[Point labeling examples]
::::::

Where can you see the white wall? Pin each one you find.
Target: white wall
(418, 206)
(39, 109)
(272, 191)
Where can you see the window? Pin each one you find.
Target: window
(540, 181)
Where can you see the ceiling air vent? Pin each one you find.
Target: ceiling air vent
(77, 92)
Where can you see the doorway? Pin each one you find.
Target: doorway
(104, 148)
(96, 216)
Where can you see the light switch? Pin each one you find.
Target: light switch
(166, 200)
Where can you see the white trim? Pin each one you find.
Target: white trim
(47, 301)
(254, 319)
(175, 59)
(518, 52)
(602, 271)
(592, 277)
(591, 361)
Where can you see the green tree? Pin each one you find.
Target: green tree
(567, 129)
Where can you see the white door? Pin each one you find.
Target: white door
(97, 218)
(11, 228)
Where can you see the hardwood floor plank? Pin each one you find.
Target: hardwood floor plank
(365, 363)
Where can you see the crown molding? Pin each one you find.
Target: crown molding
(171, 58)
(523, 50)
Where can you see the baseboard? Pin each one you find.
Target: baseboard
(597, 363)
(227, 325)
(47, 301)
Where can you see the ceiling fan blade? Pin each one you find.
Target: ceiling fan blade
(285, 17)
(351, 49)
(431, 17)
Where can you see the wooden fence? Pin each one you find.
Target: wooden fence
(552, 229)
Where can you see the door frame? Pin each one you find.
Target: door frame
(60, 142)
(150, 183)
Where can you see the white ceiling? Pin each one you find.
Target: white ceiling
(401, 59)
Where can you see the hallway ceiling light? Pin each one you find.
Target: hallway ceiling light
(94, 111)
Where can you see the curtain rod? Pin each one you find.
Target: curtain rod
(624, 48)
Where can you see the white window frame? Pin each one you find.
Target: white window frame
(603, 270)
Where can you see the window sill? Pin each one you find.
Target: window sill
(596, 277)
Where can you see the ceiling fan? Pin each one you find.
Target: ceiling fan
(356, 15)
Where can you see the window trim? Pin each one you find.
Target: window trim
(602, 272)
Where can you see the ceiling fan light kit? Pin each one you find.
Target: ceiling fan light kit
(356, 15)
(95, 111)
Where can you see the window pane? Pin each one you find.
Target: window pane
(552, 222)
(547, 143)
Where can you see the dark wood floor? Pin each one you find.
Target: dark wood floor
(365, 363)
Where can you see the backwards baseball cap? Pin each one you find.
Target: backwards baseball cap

::::::

[Exercise task] Transcribe every entry exactly.

[Final answer]
Where can you see the white wall? Pin each one you find.
Target: white wall
(418, 206)
(39, 109)
(272, 191)
Where can you see the window? Pin each one you find.
Target: window
(540, 181)
Where can you see the ceiling air vent? Pin each one you find.
Target: ceiling air vent
(77, 92)
Where can you see the doorway? Pin each one you find.
Target: doorway
(104, 148)
(96, 216)
Where can you see the light switch? Pin each one you find.
Target: light switch
(166, 200)
Where can you see the white trim? Pin each one you find.
Target: white trim
(47, 301)
(254, 319)
(175, 59)
(518, 52)
(602, 271)
(592, 277)
(591, 361)
Where can you see the green tree? Pin each one you find.
Target: green tree
(567, 129)
Where can you see the white door? Pin each one you find.
Target: white door
(97, 218)
(11, 228)
Where can you see the hardwood floor plank? Pin each one you find.
Target: hardwood floor plank
(365, 363)
Where can you see the crown molding? Pin each one you find.
Target: crown molding
(171, 58)
(523, 50)
Where can you see the baseboard? Pin each one you find.
Target: baseboard
(597, 363)
(227, 325)
(47, 301)
Where can you see the ceiling fan blade? Pin each one you find.
Target: ceiling fan blade
(285, 17)
(351, 49)
(431, 17)
Where can you see the wooden fence? Pin each one you find.
Target: wooden fence
(552, 229)
Where can you see the door frame? Pin each one you find.
Target: door frame
(60, 142)
(150, 183)
Where can you see the white ceiling? Pin each one you find.
Target: white ceiling
(401, 59)
Where can you see the hallway ceiling light? Pin each one you find.
Target: hallway ceiling light
(94, 111)
Where can you see the curtain rod? Pin each one you find.
Target: curtain rod
(624, 48)
Where can you see the white window frame? Pin each one you find.
Target: white window frame
(603, 270)
Where can you see the window sill? Pin each one you find.
Target: window sill
(596, 277)
Where can you see the ceiling fan? Pin each one you find.
Target: ceiling fan
(356, 15)
Where can you see the window trim? Pin each one you find.
Target: window trim
(602, 272)
Where can you see the ceiling fan light kit? Pin each one you find.
Target: ceiling fan light kit
(356, 15)
(95, 111)
Where can you see the window pane? Pin each one you find.
Target: window pane
(552, 222)
(547, 143)
Where can you see the dark wood floor? Pin each one you find.
Target: dark wood floor
(365, 363)
Where can you see the backwards baseball cap? Pin each one you find.
Target: backwards baseball cap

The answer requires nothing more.